#### Exercise details:
Among the lines of the data, copy those that hold "image".

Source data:
--

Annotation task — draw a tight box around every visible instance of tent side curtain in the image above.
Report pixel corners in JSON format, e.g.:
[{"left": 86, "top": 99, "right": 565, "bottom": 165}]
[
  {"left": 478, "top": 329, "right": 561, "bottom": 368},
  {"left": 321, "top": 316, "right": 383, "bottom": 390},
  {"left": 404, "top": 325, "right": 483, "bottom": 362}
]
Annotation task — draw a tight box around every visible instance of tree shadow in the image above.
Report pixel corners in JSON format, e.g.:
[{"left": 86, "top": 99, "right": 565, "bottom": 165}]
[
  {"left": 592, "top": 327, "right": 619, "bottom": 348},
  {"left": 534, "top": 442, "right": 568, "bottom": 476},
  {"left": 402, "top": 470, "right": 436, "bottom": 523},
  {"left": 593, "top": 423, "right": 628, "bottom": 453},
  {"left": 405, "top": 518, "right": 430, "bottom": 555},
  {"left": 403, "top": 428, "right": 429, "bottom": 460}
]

--

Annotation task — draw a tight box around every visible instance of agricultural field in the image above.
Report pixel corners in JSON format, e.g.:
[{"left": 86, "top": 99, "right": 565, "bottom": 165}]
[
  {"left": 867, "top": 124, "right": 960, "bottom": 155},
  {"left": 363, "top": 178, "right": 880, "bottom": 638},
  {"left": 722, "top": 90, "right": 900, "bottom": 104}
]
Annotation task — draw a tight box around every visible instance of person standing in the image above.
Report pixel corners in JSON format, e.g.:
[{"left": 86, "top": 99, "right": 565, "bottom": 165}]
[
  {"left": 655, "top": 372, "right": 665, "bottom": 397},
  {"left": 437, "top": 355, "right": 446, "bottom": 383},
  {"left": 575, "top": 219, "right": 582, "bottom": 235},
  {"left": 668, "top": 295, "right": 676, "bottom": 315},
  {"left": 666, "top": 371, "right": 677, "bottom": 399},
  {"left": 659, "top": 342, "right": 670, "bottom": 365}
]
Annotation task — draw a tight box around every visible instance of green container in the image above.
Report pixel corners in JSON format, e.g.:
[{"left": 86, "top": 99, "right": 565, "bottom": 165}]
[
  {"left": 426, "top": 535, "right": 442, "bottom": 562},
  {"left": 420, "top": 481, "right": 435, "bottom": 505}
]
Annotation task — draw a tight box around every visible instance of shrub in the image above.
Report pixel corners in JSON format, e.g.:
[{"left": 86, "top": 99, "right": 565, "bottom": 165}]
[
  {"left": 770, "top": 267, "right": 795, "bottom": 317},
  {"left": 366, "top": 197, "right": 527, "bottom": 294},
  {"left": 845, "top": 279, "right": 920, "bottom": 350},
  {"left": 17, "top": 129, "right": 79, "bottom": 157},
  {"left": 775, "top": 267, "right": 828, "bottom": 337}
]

--

#### Solution for this problem:
Annotation task — draw a tight box around every visible instance of tent side curtain in the image above.
Annotation task — draw a tight box around every visible instance of tree shadow in the image above.
Annotation task — draw a tight box around every visible instance of agricultural field in the image above.
Annotation task — draw a tight box around every visible instance of person standing in the image above.
Annotation task — draw a tight box around every visible instance of green container in the image above.
Annotation task — draw a tight box around every visible instance of shrub in the image above.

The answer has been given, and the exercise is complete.